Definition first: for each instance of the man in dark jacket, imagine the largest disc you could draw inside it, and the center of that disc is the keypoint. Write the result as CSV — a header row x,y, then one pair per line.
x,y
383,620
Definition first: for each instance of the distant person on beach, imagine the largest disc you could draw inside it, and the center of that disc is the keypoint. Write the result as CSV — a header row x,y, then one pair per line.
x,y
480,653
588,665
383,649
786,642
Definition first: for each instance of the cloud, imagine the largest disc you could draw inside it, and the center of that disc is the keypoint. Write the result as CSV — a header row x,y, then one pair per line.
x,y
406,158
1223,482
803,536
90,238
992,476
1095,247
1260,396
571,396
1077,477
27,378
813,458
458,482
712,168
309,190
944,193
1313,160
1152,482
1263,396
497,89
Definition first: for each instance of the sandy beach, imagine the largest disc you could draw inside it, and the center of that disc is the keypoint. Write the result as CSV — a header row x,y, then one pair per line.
————————
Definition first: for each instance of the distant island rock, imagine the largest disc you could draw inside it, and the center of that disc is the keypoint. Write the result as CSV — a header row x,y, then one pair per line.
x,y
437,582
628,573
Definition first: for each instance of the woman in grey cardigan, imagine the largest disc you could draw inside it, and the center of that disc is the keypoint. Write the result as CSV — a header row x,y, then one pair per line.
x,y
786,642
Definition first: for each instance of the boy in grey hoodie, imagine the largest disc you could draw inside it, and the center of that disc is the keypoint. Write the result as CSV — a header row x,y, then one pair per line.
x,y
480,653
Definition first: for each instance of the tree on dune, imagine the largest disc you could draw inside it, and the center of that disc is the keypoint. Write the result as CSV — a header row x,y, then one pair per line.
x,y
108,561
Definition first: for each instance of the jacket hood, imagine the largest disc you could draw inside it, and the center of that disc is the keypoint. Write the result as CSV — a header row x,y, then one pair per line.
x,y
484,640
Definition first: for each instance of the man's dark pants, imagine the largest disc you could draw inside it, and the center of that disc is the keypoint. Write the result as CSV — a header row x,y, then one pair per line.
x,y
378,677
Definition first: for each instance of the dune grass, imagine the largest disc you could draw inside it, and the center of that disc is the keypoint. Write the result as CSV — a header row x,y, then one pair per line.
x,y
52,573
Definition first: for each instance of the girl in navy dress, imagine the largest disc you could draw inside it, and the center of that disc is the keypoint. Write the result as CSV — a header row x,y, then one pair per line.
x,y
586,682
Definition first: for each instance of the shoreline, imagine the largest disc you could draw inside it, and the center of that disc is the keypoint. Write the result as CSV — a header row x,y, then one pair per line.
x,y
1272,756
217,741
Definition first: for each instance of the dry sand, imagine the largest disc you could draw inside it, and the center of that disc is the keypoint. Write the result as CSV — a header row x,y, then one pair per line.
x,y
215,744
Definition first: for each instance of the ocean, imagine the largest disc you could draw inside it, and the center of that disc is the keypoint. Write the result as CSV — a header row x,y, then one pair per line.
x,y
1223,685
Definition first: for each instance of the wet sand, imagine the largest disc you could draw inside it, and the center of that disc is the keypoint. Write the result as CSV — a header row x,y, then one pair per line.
————————
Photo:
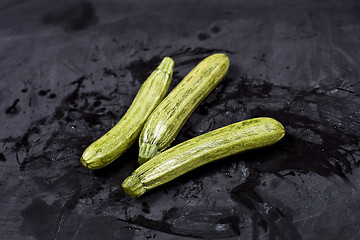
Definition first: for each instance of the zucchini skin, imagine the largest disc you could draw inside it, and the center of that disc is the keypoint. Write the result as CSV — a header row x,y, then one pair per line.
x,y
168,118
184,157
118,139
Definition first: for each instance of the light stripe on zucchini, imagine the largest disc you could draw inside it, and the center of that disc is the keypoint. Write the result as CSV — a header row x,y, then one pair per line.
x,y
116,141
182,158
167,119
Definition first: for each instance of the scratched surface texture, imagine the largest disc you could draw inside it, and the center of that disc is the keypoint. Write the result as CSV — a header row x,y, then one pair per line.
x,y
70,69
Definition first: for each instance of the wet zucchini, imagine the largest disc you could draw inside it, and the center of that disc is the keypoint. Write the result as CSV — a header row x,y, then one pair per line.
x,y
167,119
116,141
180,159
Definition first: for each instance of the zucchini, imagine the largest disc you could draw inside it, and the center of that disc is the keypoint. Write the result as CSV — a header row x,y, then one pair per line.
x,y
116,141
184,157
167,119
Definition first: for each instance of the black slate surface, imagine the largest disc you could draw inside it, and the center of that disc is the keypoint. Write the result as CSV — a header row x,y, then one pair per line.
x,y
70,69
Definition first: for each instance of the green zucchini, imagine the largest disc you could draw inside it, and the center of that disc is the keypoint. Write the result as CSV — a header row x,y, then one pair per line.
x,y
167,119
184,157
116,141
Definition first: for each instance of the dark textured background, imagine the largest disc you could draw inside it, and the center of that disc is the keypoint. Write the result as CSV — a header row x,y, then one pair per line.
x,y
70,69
————————
DIRECTIONS :: Look in the material above for the line with "Definition first: for each instance of the man in" and the line with "Definition first: for each instance of the sandy", and transcribe exactly those lines and all lines between them, nothing more.

RESPONSE TO THIS TASK ::
Definition first: for each instance of the man in dark jacket, imagine the largest disc you could draw inside it, and the center of that disc is the keypoint. Write the result as CSV — a header row x,y, then one pair per line.
x,y
383,620
Definition first: for each instance of the distant person on beach, imagine the largest disc you could draw inside it, and the center of that disc is the keypoint. Write the result as CSV — a header row x,y, then one pair per line.
x,y
480,653
588,665
383,649
786,642
Definition first: for each instance of the cloud, imagine the largest disc you could draw inside it, and the center of that disc is the keypoint. Write the result as CSV — a header row x,y, then one pair per line.
x,y
406,158
1223,482
803,536
90,238
992,476
1095,247
1260,396
571,396
1077,477
27,378
813,458
458,482
712,168
309,190
944,193
1313,160
1152,482
1263,396
497,89
Definition first: for each instance of the sandy beach, imagine the largest disc you could draw inside it, and the center of that disc is the keypoint. Write the result as CSV — a header row x,y, then one pair per line.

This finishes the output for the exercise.